In Iraq, at least 17 of Baghdad’s troops died fighting ISIS in the contested Anbar province, AP reported Wednesday in this Anbar offensive status report.

And in Saudi Arabia this morning, a bomb killed at least 10 Saudi troops inside a mosque used by “Interior Ministry special forces in the southwestern city of Abha,” AP reports. No claims of responsibility have surfaced yet, though ISIS has claimed recent bombings at mosques inside Saudi Arabia, including one in May that killed nearly two-dozen people.
In Egypt, the ISIS affiliate called Sinai Province threatened to killed a captured Croatian citizen unless Cairo releases all of its female Muslim prisoners in less than two days, WaPo’s Erin Cunningham reports.

U.S. Army units shipping out to Iraq, Kuwait and Afghanistan soon. They’ll come from the New York-based 10th Mountain Division and the III Corps based at Fort Hood, Texas. Details here.
And speaking of Afghanistan—an Afghan official says U.S. drone strikes have killed as many as 60 militants in the country’s eastern Nangarhar and Paktika provinces. He said many of the fighters were aligned with ISIS; the U.S. military in Kabul did not go that far. AP has that story here.

China’s foreign minister says Beijing has stopped its island-building in the South China Sea and submitted a 10-point plan to boost China’s relationship with the Association of Southeast Asian Nations, WSJ reported yesterday. And U.S. State Secretary John Kerry followed up his stern warning against further expansion in the SCS, asking all sides to halt reclamation and construction.
Kerry also came out swinging on the issue of restricting navigation above and near disputed islands, saying, “Let me be clear: The United States will not accept restrictions on freedom of navigation and overflight, or other lawful uses of the sea.” That via Reuters.

__SUPPLIED ENTRIES__:
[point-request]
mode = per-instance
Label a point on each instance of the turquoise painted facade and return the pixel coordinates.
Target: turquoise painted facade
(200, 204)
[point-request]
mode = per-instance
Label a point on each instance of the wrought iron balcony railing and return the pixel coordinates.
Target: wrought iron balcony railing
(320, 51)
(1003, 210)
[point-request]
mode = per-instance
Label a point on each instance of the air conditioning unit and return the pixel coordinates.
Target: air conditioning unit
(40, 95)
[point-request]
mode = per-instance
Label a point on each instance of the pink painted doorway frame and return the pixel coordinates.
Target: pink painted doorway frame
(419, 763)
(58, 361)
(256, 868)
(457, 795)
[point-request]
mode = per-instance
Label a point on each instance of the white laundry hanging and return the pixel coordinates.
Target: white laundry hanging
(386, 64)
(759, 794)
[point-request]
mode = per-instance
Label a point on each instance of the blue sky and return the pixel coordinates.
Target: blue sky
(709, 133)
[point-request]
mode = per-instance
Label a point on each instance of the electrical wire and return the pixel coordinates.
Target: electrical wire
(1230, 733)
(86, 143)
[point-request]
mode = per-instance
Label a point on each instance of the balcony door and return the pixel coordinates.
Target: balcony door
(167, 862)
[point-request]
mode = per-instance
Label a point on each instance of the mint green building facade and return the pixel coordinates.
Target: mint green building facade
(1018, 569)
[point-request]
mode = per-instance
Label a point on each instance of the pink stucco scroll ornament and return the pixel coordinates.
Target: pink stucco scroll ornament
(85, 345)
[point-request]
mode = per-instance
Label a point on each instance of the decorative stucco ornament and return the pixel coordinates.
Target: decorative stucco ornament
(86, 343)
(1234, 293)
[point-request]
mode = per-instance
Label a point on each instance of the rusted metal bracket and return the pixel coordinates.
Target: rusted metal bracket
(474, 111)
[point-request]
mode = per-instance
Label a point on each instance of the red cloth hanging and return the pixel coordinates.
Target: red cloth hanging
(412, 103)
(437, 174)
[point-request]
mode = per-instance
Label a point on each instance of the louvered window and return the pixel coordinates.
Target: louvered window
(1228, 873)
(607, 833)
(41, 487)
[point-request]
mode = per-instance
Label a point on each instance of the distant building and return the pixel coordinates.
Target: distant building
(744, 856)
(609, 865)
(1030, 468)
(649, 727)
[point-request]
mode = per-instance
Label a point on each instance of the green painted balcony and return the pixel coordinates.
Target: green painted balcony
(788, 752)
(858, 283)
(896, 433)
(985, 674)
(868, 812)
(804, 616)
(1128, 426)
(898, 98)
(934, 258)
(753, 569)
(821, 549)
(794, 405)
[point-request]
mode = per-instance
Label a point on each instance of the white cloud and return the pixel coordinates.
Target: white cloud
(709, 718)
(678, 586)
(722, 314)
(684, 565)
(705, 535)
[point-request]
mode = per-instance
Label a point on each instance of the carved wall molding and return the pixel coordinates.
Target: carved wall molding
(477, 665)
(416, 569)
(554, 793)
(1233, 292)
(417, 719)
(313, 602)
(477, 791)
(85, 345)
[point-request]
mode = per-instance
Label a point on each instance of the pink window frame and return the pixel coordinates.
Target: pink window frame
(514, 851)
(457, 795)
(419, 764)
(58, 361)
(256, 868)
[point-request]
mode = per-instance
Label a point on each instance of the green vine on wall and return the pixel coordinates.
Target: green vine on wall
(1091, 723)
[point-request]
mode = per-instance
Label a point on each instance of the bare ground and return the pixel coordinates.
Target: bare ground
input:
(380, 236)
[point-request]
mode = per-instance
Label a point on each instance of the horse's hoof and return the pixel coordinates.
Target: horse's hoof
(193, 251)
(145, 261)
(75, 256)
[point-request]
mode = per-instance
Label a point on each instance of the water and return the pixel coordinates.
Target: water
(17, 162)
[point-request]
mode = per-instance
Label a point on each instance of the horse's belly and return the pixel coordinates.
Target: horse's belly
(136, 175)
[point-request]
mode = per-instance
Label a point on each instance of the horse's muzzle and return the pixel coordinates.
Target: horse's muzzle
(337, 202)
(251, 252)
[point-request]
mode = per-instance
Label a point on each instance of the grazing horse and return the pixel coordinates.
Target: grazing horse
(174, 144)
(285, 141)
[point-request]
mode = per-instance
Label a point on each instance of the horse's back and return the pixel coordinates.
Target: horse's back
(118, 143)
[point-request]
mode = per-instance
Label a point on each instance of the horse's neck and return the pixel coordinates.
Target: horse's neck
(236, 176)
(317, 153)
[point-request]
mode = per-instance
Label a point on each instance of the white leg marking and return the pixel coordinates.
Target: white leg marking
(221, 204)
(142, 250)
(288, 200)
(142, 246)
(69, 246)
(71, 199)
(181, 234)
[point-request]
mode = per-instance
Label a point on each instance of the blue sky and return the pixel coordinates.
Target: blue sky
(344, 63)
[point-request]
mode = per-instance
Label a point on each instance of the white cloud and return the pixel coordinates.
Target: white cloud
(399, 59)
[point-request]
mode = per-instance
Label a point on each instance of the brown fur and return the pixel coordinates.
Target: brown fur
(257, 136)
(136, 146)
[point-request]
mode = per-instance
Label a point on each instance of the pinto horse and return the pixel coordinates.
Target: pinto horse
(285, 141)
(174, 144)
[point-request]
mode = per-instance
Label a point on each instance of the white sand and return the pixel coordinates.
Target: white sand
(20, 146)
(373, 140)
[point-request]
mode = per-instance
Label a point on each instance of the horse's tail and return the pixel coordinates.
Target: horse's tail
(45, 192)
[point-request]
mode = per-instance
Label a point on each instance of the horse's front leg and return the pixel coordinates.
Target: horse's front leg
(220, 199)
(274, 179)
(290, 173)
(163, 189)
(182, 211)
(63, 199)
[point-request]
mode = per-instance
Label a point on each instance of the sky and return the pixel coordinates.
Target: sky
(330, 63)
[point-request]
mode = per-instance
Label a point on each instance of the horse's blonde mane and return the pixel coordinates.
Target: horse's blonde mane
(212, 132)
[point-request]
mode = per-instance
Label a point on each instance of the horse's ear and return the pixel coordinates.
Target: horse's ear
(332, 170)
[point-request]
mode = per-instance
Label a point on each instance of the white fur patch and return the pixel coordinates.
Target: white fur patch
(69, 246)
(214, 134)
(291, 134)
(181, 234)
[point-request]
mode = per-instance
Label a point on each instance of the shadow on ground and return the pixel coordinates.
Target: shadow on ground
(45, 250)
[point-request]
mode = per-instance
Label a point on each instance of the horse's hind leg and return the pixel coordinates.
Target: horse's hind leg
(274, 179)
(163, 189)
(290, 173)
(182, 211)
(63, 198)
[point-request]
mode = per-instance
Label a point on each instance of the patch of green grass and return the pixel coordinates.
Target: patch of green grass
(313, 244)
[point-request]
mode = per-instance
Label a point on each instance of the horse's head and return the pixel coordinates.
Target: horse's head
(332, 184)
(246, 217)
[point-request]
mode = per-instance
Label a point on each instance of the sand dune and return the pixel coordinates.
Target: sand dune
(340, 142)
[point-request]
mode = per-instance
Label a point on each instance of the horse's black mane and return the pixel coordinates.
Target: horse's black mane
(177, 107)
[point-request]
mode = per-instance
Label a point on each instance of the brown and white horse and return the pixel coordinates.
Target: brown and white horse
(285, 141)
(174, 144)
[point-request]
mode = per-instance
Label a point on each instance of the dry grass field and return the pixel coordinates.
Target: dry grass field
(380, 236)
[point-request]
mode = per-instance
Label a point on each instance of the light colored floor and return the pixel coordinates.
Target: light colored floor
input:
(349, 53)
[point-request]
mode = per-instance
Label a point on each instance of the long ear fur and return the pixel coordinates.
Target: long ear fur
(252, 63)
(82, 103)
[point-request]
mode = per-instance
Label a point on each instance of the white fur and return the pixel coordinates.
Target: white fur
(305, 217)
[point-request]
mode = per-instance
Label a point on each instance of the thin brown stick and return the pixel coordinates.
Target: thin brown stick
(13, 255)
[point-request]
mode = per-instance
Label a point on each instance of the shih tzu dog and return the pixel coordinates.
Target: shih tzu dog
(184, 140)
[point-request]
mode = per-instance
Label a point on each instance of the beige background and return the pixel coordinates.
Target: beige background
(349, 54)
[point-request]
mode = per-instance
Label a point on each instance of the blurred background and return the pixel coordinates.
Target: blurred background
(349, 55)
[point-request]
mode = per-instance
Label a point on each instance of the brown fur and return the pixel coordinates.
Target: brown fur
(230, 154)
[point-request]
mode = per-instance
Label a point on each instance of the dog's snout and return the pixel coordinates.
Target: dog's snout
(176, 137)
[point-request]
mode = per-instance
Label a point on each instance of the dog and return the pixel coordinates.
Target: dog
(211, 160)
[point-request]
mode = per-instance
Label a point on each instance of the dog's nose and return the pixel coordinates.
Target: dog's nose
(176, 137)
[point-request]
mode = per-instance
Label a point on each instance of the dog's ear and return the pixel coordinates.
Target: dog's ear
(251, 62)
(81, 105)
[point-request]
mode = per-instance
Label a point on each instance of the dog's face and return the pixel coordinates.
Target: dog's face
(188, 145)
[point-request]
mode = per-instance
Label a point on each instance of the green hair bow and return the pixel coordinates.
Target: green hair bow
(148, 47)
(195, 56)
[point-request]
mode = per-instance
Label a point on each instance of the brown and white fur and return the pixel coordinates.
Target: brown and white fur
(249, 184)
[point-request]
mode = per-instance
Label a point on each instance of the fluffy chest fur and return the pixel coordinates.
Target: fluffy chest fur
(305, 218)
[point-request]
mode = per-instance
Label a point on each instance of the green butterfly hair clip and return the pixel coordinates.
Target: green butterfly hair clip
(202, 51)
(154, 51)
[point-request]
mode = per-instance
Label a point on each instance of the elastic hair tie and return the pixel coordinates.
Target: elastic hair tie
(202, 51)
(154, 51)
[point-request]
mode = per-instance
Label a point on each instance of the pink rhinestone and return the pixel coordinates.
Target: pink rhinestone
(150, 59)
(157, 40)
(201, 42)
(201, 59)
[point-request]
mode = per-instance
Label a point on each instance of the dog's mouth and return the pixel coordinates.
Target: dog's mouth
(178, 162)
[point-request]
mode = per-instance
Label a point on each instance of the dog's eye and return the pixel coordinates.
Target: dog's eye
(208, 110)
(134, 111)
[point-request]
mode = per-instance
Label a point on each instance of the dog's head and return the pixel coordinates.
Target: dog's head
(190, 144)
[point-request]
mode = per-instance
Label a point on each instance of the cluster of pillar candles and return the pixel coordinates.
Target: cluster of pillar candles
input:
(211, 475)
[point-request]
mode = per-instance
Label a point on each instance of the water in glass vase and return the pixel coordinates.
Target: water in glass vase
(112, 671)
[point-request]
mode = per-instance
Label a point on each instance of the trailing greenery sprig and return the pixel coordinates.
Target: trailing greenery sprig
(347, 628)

__YOUR ASSIGNMENT__: Continue the news roundup on ISIS attacks, U.S. troop deployments and the South China Sea from where it stops.

__OUTPUT FOR THIS TASK__:
Despite China’s words, “U.S. officials played down the foreign minister’s comments about halting land reclamation, saying Washington is skeptical that the work had stopped. Even if there has been a pause in construction, U.S. officials said it would be difficult to determine whether the stoppage was permanent or temporary,” WSJ notes.
Wanna catch of glimpse of what’s been underway in the South China Sea? The folks at the Center for Strategic and International Studies’ Asia Maritime Transparency Initiative have a great multimedia roundup of satellite imagery and expert analysis you can dive into right here.

France is turning over some $1.2 billion Russia paid to acquire two Mistral warships, the WSJ reports. “The Mistral contract was initially brokered by Mr. Hollande’s predecessor, Nicolas Sarkozy, as a gesture aimed at repairing ties between Paris and Moscow after Russian troops invaded Georgia in 2008.” Then Ukraine happened, ergo refund. WSJ explains here.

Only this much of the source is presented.